* [Extract to read]:

Sunday, 17 February 2013

This Blog is Filth II


A few months ago, after vaingloriously deciding to follow traffic to this blog a little more closely, I wrote an entry telling of thefrightening and sordid things I learned about what people search for on the internet, and expressed my dismay (or, if you will, secret glee) at the search terms that land people on my blog. Well, this entry is going to do exactly the same thing. Not because I’ve totally run out of fresh ideas (ahem), but because these internet searches have got infinitely worse. Don’t believe me? Read on.

All men are obsessed with ladyboys.
Shortly after I arrived home from a trip to Thailand, I wrote an entry about an unfortunate evening in which I was molested by ladyboys and my desire to continue living, and ability to achieve an erection, was extinguished forever. Naturally this entry became far and away my blog’s most read, and still receives over 150 views every week. This, I have gleaned, is because men are colossal perverts. There are simple searches for ‘ladyboys,’ which I choose to delude myself are simply people innocently investigating the phenomena in order to best prepare themselves for an encounter, like carrying pepper spray or a 12-gauge shotgun. I choose to believe that several searches for ‘Me and my ladyboys’ are from fans of an obscure 90s sit-com I’ve never had the pleasure of seeing. And then there’s the search for ‘advice ass-stretching for my ladyboy.’ Sir, my advice to you is not to stretch your ladyboy’s ass. She’ll only want to return the favour.

Gay men turn to the internet for guidance
I’m no expert on homosexuality, but if watching Eastenders has taught me anything, it’s that coming out as gay can be difficult. Several search terms have revealed to me that, just as when I have an embarrassing rash/boil/seething wound I wish to keep private, closeted gay men turn to the internet for guidance. Some of these are ambiguous, such as a search for ‘Emotionally stunted virgin.’ As an emotionally stunted virgin for many years myself, I understand that it occasionally crosses your mind that you might be a virgin because you’re, in fact, trying to hump the wrong gender of person. I truly hope that my entryabout the time a male classmate molested me in primary school is helpful to the person who searched ‘Boy in class felt up my leg.’ As for the man (for I have no doubt it was a man) who searched ‘Are there showers in Wormwood Scrubs?’, I implore you to research other ways of engaging in sexual congress with men. Your idea is going to result in some serious tissue damage.

* [Extracted entries]:

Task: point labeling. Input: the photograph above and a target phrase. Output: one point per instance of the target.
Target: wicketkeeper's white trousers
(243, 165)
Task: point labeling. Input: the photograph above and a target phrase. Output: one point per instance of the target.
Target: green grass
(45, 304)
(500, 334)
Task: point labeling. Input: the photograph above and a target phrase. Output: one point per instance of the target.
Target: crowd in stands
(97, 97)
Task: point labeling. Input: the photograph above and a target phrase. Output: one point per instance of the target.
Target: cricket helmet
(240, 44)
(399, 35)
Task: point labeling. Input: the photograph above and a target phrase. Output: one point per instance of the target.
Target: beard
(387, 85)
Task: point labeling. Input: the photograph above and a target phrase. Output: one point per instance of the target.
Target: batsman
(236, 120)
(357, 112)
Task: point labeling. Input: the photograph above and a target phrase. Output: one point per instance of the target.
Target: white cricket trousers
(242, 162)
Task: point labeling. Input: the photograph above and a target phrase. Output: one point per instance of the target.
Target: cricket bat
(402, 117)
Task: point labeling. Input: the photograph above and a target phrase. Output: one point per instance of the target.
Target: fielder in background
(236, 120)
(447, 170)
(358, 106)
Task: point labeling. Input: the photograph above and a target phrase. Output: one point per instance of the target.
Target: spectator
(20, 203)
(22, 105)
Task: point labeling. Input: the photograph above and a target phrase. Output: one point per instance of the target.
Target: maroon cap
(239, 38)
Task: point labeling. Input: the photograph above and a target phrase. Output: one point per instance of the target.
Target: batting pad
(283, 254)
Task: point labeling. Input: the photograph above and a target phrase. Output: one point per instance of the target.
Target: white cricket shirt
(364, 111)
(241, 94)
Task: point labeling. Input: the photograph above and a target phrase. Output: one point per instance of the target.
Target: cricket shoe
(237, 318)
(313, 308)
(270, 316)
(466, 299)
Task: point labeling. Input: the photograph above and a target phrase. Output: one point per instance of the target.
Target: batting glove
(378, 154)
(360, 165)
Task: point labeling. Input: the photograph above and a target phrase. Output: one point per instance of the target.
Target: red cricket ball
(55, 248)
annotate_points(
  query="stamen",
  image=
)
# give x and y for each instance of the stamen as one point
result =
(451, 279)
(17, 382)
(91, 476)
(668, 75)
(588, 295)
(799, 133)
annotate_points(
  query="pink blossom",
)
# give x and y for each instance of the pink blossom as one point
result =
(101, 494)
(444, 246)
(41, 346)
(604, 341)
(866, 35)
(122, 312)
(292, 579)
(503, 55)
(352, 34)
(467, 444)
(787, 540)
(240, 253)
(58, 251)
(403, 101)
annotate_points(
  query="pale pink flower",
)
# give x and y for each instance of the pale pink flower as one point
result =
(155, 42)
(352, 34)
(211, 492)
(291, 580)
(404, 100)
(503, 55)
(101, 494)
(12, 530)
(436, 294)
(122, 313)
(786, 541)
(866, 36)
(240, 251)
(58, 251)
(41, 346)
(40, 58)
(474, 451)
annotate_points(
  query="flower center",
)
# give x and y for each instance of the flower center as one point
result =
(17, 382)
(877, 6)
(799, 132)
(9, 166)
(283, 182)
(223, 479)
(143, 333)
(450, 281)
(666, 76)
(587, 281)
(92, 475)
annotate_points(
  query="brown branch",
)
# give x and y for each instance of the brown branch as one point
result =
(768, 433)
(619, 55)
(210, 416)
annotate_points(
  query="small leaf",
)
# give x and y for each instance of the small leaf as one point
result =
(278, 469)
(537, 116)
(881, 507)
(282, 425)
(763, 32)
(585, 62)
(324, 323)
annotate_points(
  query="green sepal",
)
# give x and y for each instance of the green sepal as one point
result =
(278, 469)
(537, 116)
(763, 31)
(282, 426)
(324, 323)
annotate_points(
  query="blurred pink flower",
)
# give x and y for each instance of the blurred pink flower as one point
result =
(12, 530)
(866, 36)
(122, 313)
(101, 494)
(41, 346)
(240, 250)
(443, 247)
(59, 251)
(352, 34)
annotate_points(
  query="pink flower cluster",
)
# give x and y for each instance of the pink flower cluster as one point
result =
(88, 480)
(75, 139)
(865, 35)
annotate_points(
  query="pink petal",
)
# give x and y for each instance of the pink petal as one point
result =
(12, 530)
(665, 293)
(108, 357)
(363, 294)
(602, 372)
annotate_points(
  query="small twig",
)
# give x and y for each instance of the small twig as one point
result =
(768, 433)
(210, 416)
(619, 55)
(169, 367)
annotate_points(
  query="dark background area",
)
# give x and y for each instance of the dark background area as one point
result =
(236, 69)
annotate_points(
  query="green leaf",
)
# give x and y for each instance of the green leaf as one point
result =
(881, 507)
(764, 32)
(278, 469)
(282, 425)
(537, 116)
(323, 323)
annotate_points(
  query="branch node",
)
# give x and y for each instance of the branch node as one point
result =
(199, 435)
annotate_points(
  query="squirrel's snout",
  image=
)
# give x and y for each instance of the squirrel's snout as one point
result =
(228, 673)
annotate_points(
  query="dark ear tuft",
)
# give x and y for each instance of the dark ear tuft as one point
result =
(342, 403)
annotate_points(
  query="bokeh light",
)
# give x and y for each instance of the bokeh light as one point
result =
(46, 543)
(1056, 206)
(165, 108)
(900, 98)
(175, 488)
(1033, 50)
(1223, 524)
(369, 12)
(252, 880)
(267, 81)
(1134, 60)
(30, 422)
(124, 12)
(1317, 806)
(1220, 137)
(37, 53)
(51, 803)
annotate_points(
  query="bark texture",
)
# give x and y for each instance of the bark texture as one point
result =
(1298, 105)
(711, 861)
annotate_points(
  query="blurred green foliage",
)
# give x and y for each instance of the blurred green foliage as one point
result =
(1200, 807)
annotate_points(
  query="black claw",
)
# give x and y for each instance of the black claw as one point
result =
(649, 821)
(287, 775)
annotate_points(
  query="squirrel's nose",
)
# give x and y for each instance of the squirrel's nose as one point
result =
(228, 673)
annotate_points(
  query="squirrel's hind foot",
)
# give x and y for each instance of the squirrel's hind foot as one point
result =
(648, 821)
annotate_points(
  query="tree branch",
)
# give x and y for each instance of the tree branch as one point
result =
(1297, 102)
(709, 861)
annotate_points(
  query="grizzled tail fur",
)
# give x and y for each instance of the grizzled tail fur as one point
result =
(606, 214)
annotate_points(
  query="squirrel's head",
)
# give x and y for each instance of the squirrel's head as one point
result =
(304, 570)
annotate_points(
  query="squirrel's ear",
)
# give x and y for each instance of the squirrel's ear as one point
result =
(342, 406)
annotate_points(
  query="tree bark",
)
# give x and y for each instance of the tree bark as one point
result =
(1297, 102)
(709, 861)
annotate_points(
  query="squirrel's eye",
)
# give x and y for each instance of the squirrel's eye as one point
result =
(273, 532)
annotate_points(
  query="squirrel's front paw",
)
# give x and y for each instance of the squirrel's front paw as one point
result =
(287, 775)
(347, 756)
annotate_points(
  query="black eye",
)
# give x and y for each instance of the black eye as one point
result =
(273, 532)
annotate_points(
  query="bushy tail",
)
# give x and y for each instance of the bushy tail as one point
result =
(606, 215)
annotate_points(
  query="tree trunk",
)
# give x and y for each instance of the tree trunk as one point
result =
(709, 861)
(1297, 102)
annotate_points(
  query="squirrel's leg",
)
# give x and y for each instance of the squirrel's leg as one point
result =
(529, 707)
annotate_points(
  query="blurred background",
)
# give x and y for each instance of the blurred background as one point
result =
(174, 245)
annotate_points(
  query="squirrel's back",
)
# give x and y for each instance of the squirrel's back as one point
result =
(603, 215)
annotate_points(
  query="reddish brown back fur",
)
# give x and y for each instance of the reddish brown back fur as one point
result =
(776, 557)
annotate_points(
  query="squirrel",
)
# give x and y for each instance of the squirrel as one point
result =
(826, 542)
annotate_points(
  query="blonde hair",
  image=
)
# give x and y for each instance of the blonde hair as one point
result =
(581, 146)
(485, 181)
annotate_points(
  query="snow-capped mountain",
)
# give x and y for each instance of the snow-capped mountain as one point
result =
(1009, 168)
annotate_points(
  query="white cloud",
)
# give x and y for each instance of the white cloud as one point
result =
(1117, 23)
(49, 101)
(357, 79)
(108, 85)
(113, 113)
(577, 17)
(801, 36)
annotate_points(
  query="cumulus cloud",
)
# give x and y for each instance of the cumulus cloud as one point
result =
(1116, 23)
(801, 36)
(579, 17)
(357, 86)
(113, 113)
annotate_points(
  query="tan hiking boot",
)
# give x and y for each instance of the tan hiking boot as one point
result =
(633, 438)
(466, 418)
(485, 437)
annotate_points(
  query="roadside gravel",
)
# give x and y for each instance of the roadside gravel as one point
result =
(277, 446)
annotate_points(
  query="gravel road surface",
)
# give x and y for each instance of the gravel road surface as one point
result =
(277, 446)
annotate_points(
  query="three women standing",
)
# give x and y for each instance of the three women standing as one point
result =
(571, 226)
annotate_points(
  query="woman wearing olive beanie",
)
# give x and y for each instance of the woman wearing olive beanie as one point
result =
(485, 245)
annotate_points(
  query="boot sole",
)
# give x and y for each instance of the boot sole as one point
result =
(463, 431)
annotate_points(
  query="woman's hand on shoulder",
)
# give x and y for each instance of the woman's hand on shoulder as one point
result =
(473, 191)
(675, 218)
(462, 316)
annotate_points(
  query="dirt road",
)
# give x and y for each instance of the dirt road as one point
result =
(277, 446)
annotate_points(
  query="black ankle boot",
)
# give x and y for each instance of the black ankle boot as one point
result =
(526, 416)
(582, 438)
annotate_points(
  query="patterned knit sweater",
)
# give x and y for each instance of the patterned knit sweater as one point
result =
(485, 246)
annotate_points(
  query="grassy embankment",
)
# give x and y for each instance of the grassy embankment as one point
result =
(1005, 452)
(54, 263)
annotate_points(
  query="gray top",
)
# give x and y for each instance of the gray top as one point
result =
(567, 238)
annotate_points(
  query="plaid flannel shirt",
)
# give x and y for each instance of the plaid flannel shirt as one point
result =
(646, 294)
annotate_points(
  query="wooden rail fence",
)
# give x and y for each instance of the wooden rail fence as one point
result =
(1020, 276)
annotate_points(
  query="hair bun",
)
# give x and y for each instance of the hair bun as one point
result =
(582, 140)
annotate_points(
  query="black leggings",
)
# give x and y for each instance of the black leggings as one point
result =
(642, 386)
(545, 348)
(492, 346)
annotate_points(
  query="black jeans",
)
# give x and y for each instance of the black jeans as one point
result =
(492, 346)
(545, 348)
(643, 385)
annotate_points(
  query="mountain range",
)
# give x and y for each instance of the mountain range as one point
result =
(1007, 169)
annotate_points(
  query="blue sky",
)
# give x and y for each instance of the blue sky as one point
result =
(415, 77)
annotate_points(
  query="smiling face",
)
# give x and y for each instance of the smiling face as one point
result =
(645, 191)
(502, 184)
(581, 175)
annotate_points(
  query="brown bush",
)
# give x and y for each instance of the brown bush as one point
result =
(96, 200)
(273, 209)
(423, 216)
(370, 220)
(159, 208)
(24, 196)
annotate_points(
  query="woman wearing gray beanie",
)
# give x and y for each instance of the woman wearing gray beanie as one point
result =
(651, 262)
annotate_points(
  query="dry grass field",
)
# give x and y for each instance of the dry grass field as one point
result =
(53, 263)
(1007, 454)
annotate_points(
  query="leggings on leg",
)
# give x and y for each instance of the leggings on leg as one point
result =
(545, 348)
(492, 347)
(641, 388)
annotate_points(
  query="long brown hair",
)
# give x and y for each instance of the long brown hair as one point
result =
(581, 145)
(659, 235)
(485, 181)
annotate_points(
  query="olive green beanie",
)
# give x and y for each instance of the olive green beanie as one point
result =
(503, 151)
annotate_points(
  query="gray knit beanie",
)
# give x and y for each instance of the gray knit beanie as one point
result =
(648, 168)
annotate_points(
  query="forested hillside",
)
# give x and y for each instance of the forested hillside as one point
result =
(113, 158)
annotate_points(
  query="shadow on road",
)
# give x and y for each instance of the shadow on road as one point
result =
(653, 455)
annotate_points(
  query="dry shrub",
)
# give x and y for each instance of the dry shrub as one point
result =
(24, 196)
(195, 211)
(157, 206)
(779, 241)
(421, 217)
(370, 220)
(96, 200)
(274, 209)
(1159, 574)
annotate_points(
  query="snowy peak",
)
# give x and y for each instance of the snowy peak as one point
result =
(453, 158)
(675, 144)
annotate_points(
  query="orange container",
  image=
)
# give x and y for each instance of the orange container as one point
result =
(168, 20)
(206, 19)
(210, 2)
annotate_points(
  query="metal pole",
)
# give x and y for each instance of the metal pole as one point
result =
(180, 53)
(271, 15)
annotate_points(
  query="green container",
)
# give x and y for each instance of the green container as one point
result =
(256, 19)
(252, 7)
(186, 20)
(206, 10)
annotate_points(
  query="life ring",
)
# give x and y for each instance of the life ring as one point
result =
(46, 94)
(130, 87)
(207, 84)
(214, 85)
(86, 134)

* [Set of tasks]:
#1 According to the blog post about search terms, how many views does the entry about the Thailand trip still receive each week?
#2 Resume the blog post about search terms from its last sentence, in the same voice.

* [Exercise responses]:
#1 It still receives over 150 views every week.

#2
People are... I just don’t know anymore
I enjoy my humour close to the bone. I am very rarely one to take offense. But I also consider myself, by and large, a decent human being. So even I, increasingly frequently, feel the urge to break down into tears at some of the searches that land on my blog. At the tamest end is ‘George Lucas Paedophile.’ Now, it’s my belief that George Lucas is little more than an animated sheep’s stomach stuffed with dismembered kittens adept at raping well-loved film franchises, but the accusations should end there. Sliding down the scale there are men who seem bizarrely proud of their simple fetishes, such as those searching ‘wife never wear panties’ (your wife is almost certainly cheating on you) or ‘she play with my urethra.’ Then there are the searches for which I can’t even bring myself to joke about, such as ‘pubescent girl like to show off breasts’ or ‘Small act of naked girl fingering.’ Truly, truly this blog must be filth if these searches are bringing people here.

And as for the person who searched ‘masterbating circlle of men hamster [sic],’ I think you should look up the soggy biscuit game. It’s kinder to animals, and you’re less likely to end up with an infected bite in an unfortunate place.